* Passage:
After the 8th Annual Global Entrepreneurship Summit ended in Hyderabad Nov. 30, women business leaders pondered whether the three-day conference had any tangible take-aways for female entrepreneurs.
The theme of the three-day summit — “Women First, Prosperity for All” — was aimed at supporting female entrepreneurs to take their ideas to the next level. Ivanka Trump — who led the U.S. delegation of more than 200 business leaders — described the hurdles faced by women during her Nov. 28 speech.
In developing countries, 70 percent of women-owned small and medium-sized businesses are denied access to capital, noted Trump, adding that the result has been a nearly $300 billion annual credit deficit for women entrepreneurs in those countries. In the U.S., female entrepreneurs in 2016 received less than three percent of venture capital funding, said Trump, noting that her father’s administration is seeking to increase opportunities for women.
Indian Prime Minister Narendra Modi unfathomably invoked the presence of strong goddesses in Hindu mythology to make his case for India as a country which respects women.
“I saw very positive energy for women entrepreneurs,” Sangeeta Agarawal, Indian American founder and CEO of Helpsy, told India-West. Helpsy — helpsyhealth.com — brings together people suffering from various ailments together with 130,000 health care professionals through its platform. Agarawal, a former software engineer who changed courses mid-career to become a nurse, said she used her own experience with healthcare to develop the platform.
The entrepreneur said she attended GES in the hopes of learning how to market her nascent business, how to scale it to increase users, and to find global opportunities. “I wanted to connect with potential investors and leaders in health care,” said Agarawal, adding she is still in the family and friends round of investors.
Agarawal added that she found it difficult to connect with investors at the summit. “There are very few factors to relate with,” she said, noting that investors tend to gravitate towards entrepreneurs with whom they feel a connection.

* Tasks to complete:
(a) In the summit article, restate the part that opens with the words containing "After the 8th" and closes with "for female entrepreneurs.", switching "Hyderabad" to "New Delhi".
(b) Answer these questions from the summit article:
(i) On what date did the summit end?
(ii) How many business leaders were in the U.S. delegation?
(iii) What was Agarawal's job before she became a nurse?

(Dataset excerpt)
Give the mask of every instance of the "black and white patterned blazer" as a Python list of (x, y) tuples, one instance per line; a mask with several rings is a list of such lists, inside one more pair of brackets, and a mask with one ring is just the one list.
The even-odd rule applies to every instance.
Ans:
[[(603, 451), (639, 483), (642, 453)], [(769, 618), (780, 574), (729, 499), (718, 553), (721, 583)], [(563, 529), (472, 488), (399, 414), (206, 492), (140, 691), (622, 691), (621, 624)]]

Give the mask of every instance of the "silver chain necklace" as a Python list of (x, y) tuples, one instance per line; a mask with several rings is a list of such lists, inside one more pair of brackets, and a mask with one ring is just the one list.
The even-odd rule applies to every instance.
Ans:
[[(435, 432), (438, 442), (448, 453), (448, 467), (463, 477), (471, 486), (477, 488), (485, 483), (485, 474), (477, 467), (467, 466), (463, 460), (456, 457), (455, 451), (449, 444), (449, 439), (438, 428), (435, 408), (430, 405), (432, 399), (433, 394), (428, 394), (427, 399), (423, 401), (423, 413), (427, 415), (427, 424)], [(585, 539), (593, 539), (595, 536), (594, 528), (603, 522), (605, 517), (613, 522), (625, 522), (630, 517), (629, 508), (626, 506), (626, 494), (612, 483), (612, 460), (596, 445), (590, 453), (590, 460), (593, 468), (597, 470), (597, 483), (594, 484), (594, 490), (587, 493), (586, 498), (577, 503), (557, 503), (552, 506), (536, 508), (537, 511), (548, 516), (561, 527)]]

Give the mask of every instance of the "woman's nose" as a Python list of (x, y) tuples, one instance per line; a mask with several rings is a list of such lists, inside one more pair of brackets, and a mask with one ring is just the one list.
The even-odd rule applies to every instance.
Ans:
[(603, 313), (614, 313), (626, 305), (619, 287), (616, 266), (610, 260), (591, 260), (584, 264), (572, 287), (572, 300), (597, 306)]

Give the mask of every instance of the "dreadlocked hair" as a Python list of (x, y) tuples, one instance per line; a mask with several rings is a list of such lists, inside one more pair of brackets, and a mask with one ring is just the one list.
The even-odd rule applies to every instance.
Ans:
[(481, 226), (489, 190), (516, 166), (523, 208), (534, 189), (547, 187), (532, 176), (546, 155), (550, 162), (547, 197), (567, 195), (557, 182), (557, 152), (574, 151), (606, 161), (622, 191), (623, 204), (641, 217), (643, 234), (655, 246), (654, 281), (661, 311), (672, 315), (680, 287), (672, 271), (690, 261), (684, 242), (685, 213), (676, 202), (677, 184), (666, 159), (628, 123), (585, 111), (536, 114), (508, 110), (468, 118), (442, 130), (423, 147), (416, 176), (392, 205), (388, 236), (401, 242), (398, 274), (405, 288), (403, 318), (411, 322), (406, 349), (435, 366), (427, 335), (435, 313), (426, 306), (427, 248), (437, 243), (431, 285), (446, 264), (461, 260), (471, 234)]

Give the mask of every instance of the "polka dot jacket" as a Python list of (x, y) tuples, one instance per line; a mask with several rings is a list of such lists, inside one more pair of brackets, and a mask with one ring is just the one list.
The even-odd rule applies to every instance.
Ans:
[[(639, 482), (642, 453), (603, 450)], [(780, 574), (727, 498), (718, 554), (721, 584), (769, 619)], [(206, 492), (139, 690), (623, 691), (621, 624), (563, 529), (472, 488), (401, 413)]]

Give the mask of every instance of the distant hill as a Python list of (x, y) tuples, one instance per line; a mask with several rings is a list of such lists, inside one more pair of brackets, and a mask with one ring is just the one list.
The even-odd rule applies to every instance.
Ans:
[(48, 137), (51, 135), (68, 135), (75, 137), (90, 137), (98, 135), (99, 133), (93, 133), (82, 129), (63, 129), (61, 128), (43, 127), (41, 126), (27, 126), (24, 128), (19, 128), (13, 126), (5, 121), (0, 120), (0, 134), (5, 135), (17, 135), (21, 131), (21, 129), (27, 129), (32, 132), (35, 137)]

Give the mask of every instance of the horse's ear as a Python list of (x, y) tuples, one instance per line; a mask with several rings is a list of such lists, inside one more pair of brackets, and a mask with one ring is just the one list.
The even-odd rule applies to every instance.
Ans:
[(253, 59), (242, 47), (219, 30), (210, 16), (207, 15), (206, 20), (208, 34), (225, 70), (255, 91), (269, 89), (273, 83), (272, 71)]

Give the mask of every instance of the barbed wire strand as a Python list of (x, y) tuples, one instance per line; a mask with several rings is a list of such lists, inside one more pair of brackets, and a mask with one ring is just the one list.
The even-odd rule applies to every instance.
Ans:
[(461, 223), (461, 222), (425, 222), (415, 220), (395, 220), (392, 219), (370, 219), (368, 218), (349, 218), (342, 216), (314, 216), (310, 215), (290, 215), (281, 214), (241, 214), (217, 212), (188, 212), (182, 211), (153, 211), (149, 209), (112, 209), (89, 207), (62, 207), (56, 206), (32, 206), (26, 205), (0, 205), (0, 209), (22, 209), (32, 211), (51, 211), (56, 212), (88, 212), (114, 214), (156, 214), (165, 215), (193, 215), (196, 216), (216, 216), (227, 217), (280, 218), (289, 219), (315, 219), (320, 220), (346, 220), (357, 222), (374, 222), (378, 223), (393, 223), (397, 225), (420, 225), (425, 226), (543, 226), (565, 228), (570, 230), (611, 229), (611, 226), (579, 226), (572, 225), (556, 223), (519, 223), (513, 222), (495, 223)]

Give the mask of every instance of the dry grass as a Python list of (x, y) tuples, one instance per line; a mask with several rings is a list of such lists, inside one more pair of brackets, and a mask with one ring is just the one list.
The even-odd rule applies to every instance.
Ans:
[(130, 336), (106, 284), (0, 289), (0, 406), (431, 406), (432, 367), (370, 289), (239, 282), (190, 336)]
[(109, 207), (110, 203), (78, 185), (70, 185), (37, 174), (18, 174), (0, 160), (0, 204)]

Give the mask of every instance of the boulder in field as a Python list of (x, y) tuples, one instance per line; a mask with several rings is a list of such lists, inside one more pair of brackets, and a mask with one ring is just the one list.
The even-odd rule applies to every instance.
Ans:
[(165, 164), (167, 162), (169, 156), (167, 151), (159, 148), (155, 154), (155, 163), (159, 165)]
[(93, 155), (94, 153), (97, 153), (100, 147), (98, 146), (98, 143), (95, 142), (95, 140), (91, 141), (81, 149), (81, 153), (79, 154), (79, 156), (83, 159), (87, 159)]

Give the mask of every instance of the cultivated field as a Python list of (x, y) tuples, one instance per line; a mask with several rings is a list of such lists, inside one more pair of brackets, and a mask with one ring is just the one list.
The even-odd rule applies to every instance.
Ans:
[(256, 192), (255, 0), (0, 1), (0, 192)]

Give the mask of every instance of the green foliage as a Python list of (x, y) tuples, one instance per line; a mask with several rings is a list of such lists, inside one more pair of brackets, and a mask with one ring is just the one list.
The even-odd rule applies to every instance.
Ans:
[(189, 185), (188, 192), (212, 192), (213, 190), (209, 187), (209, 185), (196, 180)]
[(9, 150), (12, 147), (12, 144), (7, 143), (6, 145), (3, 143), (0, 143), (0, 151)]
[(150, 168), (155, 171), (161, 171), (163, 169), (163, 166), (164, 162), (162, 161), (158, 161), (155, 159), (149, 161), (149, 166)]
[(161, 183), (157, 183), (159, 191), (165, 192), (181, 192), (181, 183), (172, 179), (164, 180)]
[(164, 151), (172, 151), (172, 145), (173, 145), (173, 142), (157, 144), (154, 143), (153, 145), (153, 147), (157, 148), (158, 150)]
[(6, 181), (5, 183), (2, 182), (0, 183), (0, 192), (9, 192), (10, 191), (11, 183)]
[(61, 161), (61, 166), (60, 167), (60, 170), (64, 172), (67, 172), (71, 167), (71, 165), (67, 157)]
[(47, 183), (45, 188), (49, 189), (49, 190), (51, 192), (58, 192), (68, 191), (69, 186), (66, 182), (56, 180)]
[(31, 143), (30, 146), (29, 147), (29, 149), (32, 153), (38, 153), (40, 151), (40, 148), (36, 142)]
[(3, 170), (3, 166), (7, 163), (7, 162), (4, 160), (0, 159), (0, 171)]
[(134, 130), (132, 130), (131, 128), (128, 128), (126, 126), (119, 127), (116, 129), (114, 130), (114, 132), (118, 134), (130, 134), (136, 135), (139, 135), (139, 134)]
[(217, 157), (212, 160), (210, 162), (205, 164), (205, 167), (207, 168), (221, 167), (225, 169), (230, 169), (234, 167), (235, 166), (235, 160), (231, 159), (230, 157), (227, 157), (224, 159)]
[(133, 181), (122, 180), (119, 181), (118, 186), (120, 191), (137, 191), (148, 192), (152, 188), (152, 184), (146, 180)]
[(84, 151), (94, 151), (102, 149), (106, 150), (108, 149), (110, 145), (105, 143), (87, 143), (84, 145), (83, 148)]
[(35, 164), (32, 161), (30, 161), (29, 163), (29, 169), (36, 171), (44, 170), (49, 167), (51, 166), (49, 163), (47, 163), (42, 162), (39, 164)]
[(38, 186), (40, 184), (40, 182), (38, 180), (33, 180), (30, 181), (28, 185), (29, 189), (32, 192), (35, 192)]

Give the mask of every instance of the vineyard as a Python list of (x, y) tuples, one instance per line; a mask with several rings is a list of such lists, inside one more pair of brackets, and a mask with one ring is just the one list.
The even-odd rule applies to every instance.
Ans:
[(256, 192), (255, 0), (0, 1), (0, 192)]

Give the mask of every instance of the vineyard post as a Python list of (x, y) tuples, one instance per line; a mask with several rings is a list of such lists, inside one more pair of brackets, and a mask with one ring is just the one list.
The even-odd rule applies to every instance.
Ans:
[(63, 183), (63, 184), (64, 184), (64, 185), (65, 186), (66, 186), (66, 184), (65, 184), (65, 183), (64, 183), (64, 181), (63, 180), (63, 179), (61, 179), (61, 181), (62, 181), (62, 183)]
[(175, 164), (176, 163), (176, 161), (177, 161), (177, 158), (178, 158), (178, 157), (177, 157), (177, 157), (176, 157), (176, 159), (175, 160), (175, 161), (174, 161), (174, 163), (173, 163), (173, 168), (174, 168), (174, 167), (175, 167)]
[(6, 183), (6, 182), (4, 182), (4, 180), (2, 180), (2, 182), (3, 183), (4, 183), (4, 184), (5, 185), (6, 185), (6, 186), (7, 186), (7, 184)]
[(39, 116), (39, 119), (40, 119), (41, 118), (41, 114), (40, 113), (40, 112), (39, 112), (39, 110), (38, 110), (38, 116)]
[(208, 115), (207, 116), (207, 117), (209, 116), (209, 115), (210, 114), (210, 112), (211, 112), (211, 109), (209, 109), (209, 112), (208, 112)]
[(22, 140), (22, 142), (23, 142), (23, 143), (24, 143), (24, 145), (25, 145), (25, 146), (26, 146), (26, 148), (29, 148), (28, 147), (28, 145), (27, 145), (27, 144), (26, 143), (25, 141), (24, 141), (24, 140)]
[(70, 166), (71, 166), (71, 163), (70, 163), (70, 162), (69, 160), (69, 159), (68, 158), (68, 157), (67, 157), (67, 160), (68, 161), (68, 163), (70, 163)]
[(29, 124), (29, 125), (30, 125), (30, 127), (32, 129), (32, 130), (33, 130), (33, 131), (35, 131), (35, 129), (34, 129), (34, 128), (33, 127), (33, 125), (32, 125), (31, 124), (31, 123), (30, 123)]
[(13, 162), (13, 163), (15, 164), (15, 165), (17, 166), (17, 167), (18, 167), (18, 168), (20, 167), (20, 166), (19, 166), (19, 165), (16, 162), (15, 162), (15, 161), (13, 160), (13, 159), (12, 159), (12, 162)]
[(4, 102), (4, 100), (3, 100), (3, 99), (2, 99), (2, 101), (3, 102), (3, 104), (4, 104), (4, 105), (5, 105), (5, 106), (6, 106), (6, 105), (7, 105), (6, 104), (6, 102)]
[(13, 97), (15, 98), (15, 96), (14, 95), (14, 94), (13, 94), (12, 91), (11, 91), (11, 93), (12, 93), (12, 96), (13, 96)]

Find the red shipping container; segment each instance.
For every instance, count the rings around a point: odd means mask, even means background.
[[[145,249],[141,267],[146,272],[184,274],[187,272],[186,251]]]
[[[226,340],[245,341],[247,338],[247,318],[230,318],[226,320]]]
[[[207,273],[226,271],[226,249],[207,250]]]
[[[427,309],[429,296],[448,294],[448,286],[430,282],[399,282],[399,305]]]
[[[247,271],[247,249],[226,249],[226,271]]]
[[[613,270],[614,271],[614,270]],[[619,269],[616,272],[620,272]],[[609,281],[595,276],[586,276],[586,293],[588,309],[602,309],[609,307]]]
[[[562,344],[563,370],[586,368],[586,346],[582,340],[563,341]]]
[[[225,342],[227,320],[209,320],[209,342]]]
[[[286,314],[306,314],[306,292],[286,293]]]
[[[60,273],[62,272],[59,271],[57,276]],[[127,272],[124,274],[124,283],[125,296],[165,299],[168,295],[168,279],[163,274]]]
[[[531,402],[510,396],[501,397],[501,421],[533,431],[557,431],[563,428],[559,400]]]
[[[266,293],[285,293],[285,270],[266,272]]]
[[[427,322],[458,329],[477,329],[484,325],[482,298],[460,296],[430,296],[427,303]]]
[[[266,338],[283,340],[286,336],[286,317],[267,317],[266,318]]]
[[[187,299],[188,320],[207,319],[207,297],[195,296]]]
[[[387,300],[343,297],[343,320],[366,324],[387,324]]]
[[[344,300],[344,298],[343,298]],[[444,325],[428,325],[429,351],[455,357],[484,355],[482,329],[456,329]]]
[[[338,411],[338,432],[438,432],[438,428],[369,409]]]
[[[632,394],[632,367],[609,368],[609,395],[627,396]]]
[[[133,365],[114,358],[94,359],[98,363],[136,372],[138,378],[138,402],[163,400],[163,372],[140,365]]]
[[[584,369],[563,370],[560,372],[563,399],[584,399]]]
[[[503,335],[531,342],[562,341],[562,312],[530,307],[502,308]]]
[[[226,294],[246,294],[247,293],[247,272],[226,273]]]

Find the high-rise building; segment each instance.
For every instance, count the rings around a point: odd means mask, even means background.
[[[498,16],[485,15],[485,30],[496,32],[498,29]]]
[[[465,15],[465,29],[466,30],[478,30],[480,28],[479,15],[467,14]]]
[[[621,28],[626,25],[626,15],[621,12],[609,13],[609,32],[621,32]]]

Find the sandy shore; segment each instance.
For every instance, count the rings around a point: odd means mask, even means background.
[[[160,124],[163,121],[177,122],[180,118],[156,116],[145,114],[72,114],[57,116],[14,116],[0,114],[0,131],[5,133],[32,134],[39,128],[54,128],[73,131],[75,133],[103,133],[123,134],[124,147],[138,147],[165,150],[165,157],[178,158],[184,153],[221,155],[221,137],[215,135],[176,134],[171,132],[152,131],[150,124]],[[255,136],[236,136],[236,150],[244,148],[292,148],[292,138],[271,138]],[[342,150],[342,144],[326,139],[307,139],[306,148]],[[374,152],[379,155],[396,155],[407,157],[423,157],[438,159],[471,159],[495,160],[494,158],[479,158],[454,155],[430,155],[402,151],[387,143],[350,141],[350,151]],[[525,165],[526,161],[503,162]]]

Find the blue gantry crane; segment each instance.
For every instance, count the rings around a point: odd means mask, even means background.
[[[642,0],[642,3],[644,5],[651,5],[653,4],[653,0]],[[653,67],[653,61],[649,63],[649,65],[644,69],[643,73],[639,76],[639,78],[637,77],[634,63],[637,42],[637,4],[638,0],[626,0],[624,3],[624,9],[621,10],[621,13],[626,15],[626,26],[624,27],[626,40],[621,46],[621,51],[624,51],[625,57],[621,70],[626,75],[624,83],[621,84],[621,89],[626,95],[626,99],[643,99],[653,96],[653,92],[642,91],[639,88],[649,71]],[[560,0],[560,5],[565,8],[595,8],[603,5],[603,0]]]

* Results for each task:
(a)
After the 8th Annual Global Entrepreneurship Summit ended in New Delhi Nov. 30, women business leaders pondered whether the three-day conference had any tangible take-aways for female entrepreneurs.

(b)
(i) Nov. 30
(ii) More than 200
(iii) Software engineer